(begin)
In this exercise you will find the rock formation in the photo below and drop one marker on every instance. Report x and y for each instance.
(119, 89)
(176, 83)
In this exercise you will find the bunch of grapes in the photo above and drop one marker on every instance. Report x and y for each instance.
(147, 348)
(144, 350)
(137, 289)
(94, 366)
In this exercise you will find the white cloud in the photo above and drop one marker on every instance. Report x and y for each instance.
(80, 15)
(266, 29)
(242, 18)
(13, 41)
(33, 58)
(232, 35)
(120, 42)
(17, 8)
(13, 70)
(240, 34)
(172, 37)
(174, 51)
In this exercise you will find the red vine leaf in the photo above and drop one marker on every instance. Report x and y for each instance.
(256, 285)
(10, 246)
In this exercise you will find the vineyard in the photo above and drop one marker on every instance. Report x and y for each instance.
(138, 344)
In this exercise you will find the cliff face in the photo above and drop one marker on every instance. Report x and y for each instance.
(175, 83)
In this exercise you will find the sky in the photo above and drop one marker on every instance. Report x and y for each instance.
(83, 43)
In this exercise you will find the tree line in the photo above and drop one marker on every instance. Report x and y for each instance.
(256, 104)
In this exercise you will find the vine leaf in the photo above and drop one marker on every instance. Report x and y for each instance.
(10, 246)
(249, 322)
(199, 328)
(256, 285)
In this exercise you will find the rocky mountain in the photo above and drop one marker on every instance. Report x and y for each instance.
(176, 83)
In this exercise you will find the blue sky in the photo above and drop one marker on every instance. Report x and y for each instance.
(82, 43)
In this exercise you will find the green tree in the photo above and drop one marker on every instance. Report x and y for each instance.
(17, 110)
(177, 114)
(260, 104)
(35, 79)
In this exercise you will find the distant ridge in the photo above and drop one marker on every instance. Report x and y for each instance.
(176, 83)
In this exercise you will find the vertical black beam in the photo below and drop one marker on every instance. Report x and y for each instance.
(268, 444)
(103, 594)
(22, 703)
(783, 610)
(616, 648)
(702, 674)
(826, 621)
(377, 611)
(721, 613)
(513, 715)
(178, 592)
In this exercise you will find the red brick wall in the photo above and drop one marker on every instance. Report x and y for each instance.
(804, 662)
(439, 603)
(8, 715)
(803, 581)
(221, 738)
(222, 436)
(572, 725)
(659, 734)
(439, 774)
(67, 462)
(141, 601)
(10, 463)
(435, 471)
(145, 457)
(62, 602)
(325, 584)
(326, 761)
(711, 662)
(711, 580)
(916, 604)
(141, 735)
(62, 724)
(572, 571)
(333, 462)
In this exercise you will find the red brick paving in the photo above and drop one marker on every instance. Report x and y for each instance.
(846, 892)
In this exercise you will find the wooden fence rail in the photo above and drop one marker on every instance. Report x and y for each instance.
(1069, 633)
(end)
*Task directions*. Each line of the listing should be echoed back exactly.

*Response*.
In this exercise you will find the rock formation in the photo below and drop one marker on every instance. Report x and y for each instance.
(119, 89)
(176, 83)
In this exercise you will find the bunch of grapes in the photo above and drop one marker on every instance. Report x and y for each instance.
(147, 348)
(144, 350)
(137, 289)
(94, 366)
In this exercise you will find the white cloud in the photo above and drop one marker on every instance. Report x and y for each instance.
(80, 15)
(266, 29)
(242, 18)
(13, 41)
(33, 58)
(232, 35)
(120, 42)
(17, 8)
(13, 70)
(240, 34)
(172, 37)
(174, 51)
In this exercise you will find the red vine leaf in the photo above and drop one marker on every instance. Report x and y for each instance.
(256, 285)
(10, 246)
In this exercise you will find the vineyard in the photo above and drop one marker on every instance. Report x and y for each instance.
(138, 344)
In this exercise you will find the cliff face in the photo above and drop one marker on every instance. Report x and y for each instance.
(175, 83)
In this exercise you will find the sky in the photo above and drop one marker on every instance. Report x and y for each instance.
(83, 43)
In this exercise you will find the tree line in the photo above and drop one marker on every instance. Report x and y for each instance.
(256, 104)
In this exercise you will find the vine leaf in the photo above and drop one marker on every instance. Report x and y for each instance.
(10, 246)
(249, 322)
(199, 328)
(256, 285)
In this exercise you will find the rocky mountain in the photo above and drop one marker on every instance. Report x and y for each instance.
(176, 83)
In this exercise you will find the blue sky in the photo above and drop one marker on every instance. Report x and y for each instance.
(82, 43)
In this exercise you will find the green tree in the photo above and drop one marker on every instance. Report x and y for each instance.
(17, 110)
(177, 114)
(260, 104)
(35, 79)
In this exercise you will find the distant ridge in the photo above and drop one marker on every instance. Report x and y for each instance.
(176, 83)
In this exercise you will find the vertical black beam in the photo below and drop one marker on every instance. Report x and y for each instance.
(268, 444)
(103, 594)
(22, 703)
(783, 610)
(616, 648)
(702, 674)
(826, 621)
(377, 611)
(721, 613)
(513, 715)
(178, 592)
In this exercise you will find the red brick wall in the photo above and drop one marker on every instance. Report x and y for each instance.
(804, 662)
(439, 603)
(8, 715)
(803, 581)
(221, 738)
(222, 436)
(572, 725)
(659, 734)
(439, 774)
(67, 462)
(141, 601)
(10, 463)
(435, 471)
(145, 457)
(62, 602)
(325, 584)
(326, 761)
(711, 662)
(711, 580)
(916, 604)
(141, 735)
(62, 724)
(572, 571)
(333, 462)
In this exercise you will find the red brick paving in the photo above and drop one marker on every instance. Report x and y for each instance.
(846, 892)
In this exercise you will find the wooden fence rail in the photo above and drop one marker on every instance. Report x and y for each instance.
(1069, 633)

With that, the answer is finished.